→ WORK INSTRUCTIONS
Output all of the entries exactly as written.

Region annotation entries
-.-.-

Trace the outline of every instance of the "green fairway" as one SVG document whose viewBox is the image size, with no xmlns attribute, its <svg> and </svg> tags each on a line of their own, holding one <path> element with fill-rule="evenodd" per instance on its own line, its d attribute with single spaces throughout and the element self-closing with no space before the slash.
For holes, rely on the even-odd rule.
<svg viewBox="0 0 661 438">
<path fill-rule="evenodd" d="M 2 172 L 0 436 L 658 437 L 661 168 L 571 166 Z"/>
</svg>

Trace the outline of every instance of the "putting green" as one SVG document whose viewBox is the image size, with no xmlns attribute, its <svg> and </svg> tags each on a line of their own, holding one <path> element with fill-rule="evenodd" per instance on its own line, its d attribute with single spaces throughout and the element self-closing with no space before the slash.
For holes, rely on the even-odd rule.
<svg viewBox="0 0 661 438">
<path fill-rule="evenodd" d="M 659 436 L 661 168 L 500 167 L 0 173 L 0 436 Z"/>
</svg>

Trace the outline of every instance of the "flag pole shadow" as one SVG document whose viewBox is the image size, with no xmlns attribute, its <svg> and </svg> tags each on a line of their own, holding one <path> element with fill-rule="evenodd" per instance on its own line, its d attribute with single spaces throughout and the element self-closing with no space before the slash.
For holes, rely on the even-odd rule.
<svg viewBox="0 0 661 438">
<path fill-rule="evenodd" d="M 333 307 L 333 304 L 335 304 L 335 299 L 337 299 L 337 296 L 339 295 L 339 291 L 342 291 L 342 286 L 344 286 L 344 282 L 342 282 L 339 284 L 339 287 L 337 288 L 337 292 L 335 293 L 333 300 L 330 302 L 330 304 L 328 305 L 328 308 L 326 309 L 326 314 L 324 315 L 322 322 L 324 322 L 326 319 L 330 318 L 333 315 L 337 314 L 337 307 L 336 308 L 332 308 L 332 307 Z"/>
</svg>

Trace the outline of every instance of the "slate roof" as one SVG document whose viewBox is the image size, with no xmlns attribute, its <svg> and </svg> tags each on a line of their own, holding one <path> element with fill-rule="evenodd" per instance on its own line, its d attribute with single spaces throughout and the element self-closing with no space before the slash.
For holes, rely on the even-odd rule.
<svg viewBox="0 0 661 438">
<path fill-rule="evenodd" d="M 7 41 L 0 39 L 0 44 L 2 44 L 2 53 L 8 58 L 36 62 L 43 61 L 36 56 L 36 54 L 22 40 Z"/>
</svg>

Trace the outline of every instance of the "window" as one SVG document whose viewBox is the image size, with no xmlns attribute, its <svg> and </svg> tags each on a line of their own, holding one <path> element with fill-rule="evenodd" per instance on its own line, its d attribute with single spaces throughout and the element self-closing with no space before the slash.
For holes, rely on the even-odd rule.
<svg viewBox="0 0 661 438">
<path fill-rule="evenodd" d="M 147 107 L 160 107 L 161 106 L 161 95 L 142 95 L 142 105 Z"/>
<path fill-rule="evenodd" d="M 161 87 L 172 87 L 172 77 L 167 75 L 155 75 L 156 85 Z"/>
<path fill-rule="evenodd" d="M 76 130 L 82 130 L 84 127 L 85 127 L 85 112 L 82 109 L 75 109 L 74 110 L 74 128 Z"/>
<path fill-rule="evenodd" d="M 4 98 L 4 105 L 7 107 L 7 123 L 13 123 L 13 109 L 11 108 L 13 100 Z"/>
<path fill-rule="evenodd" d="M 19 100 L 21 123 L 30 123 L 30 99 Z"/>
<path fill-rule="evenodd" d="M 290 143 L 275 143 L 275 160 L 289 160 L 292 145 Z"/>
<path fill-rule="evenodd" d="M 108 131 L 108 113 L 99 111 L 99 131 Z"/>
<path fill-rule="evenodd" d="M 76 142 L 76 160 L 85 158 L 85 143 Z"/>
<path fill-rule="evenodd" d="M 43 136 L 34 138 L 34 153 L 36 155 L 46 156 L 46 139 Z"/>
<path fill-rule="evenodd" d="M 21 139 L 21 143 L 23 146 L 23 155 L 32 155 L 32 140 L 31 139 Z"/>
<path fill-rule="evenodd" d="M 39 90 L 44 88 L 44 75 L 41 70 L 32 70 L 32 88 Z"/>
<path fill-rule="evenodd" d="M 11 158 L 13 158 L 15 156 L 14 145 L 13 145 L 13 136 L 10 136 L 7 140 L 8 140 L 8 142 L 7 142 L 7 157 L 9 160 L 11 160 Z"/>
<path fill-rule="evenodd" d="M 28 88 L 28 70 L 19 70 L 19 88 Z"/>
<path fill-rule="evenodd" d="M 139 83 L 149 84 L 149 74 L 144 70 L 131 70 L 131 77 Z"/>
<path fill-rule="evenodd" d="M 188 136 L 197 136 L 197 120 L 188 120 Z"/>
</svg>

-.-.-

→ EXERCISE OUTPUT
Trace the outline of every instance of the "green fairway" as one SVG document whose viewBox is the image size, with no xmlns attribute, its <svg> and </svg> tags each on a line of their own, holding one <path> element with fill-rule="evenodd" per instance on its own line, its d attribute with single spaces throughout and the element self-closing with no space before the slash.
For holes, rely on the even-odd rule.
<svg viewBox="0 0 661 438">
<path fill-rule="evenodd" d="M 2 172 L 0 436 L 658 437 L 661 168 L 571 166 Z"/>
</svg>

Trace the outline of every instance of the "putting green" as one SVG document whose viewBox is the image size, with no xmlns attribute, its <svg> and </svg> tags each on a line of their own, holding one <path> element with fill-rule="evenodd" per instance on its own line, its d attribute with single spaces throughout and the element self-closing with no space before the slash.
For holes, rely on the even-odd rule.
<svg viewBox="0 0 661 438">
<path fill-rule="evenodd" d="M 659 436 L 661 168 L 500 167 L 0 173 L 0 436 Z"/>
</svg>

Trace the outline of every instance of the "flag pole shadow" as one SVG document whose viewBox is the image size, with no xmlns attribute, its <svg> and </svg> tags each on a line of their own, holding one <path> element with fill-rule="evenodd" per instance on its own line, its d attribute with single spaces throughout and the element self-closing with no space before the slash.
For holes, rely on the even-odd rule.
<svg viewBox="0 0 661 438">
<path fill-rule="evenodd" d="M 333 307 L 333 304 L 335 304 L 335 299 L 337 299 L 337 296 L 339 295 L 339 291 L 342 291 L 342 286 L 344 286 L 344 282 L 342 282 L 339 284 L 339 287 L 337 288 L 337 292 L 335 293 L 333 300 L 330 302 L 330 304 L 328 305 L 328 308 L 326 309 L 326 314 L 324 315 L 322 322 L 324 322 L 326 319 L 330 318 L 333 315 L 337 314 L 337 307 L 336 308 L 332 308 L 332 307 Z"/>
</svg>

Trace the outline of every instance of the "slate roof" as one SVG document whose viewBox is the image size, with no xmlns attribute, its <svg> and </svg> tags each on a line of their own, holding one <path> element with fill-rule="evenodd" per instance on its own line, its d attribute with single spaces throughout and the element self-closing with no space before the slash.
For holes, rely on the even-odd rule.
<svg viewBox="0 0 661 438">
<path fill-rule="evenodd" d="M 7 41 L 0 39 L 0 44 L 2 44 L 2 53 L 8 58 L 36 62 L 43 61 L 36 56 L 36 54 L 22 40 Z"/>
</svg>

Trace the outline of every instance of the "window" as one SVG document whose viewBox is the image size, with no xmlns attribute, its <svg> and </svg> tags each on a line of their own, holding one <path> element with fill-rule="evenodd" per instance on its own line, its d attribute with single spaces throughout and the element self-closing with no space before the slash.
For holes, rely on the even-odd rule.
<svg viewBox="0 0 661 438">
<path fill-rule="evenodd" d="M 147 107 L 160 107 L 161 106 L 161 95 L 142 95 L 142 105 Z"/>
<path fill-rule="evenodd" d="M 161 87 L 172 87 L 172 77 L 167 75 L 155 75 L 156 85 Z"/>
<path fill-rule="evenodd" d="M 76 130 L 82 130 L 84 127 L 85 127 L 85 112 L 82 109 L 75 109 L 74 110 L 74 128 Z"/>
<path fill-rule="evenodd" d="M 4 98 L 4 105 L 7 107 L 7 123 L 13 123 L 13 109 L 11 108 L 13 100 Z"/>
<path fill-rule="evenodd" d="M 19 100 L 21 123 L 30 123 L 30 99 Z"/>
<path fill-rule="evenodd" d="M 290 143 L 275 143 L 275 160 L 289 160 L 292 145 Z"/>
<path fill-rule="evenodd" d="M 108 131 L 108 113 L 99 111 L 99 131 Z"/>
<path fill-rule="evenodd" d="M 76 142 L 76 160 L 85 158 L 85 143 Z"/>
<path fill-rule="evenodd" d="M 43 136 L 34 138 L 34 153 L 36 155 L 46 156 L 46 139 Z"/>
<path fill-rule="evenodd" d="M 21 139 L 21 143 L 23 146 L 23 155 L 32 155 L 32 140 L 31 139 Z"/>
<path fill-rule="evenodd" d="M 39 90 L 44 88 L 44 75 L 41 70 L 32 70 L 32 88 Z"/>
<path fill-rule="evenodd" d="M 11 158 L 13 158 L 15 156 L 14 145 L 13 145 L 13 136 L 10 136 L 7 140 L 8 140 L 8 142 L 7 142 L 7 157 L 9 160 L 11 160 Z"/>
<path fill-rule="evenodd" d="M 28 88 L 28 70 L 19 70 L 19 88 Z"/>
<path fill-rule="evenodd" d="M 139 83 L 149 84 L 149 74 L 144 70 L 131 70 L 131 77 Z"/>
<path fill-rule="evenodd" d="M 188 136 L 197 136 L 197 120 L 188 120 Z"/>
</svg>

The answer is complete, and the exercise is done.